Aim of the exercise: Repeat, please, exactly the lines from the one that has "Task: place one keypoint per instance of the sign" through the end of the records below, with pictures dropped.

Source information:
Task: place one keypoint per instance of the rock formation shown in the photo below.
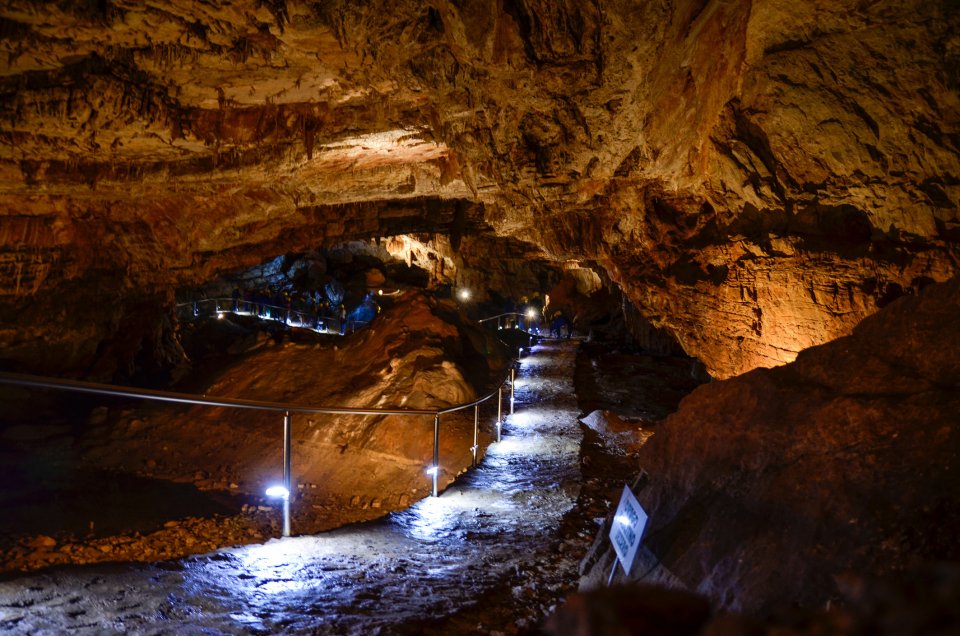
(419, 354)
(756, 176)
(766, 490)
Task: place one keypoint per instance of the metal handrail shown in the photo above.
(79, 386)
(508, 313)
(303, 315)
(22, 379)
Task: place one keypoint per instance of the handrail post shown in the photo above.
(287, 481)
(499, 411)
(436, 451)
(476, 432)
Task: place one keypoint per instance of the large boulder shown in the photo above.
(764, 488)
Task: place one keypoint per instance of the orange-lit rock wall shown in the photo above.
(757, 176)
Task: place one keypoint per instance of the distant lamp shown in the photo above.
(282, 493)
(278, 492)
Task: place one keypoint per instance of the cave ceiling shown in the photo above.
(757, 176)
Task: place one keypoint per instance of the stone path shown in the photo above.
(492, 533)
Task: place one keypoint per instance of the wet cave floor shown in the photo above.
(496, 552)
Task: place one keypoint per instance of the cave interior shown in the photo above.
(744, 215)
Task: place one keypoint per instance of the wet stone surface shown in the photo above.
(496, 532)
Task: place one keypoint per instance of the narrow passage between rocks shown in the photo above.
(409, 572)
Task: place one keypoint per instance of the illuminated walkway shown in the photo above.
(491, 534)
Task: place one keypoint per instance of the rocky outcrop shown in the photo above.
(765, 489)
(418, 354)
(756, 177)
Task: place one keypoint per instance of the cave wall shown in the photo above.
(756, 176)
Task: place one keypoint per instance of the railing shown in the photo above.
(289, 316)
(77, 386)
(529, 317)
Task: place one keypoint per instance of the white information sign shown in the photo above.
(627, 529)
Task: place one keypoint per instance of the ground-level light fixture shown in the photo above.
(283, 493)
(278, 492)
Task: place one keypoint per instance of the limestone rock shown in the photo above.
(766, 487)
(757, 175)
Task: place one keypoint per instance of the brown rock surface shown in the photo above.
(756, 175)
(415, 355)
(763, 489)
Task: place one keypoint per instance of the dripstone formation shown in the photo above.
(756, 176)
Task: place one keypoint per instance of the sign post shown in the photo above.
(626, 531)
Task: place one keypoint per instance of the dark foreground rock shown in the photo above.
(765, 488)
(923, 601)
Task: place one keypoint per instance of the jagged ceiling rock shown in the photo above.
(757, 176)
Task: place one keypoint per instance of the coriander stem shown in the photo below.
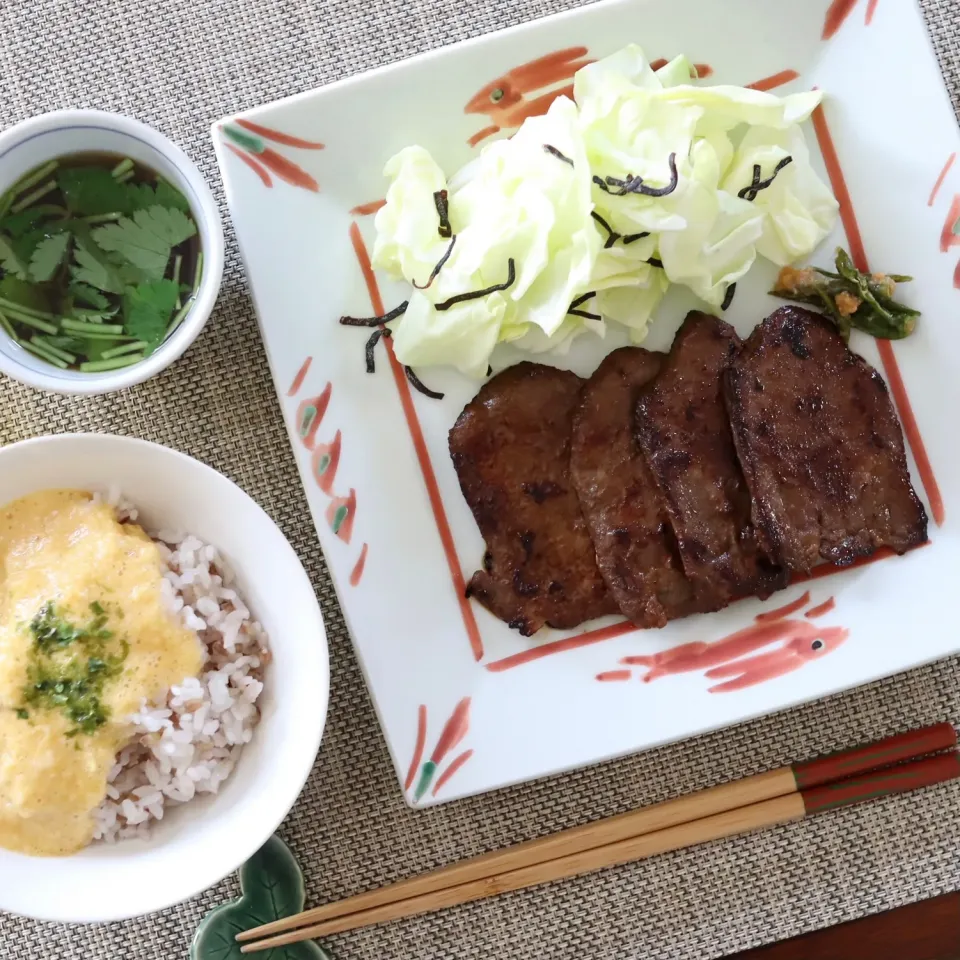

Response:
Task: place one keypoint per instance of the sign post shown in the photo above.
(626, 531)
Task: place one keypoint per instance of the dark foreground rock shown in the photo above.
(765, 488)
(923, 601)
Task: place one keypoint per instance of the jagged ceiling rock shown in the photo above.
(757, 176)
Task: place one keypoint per instance of the coriander stem shown in the photo below.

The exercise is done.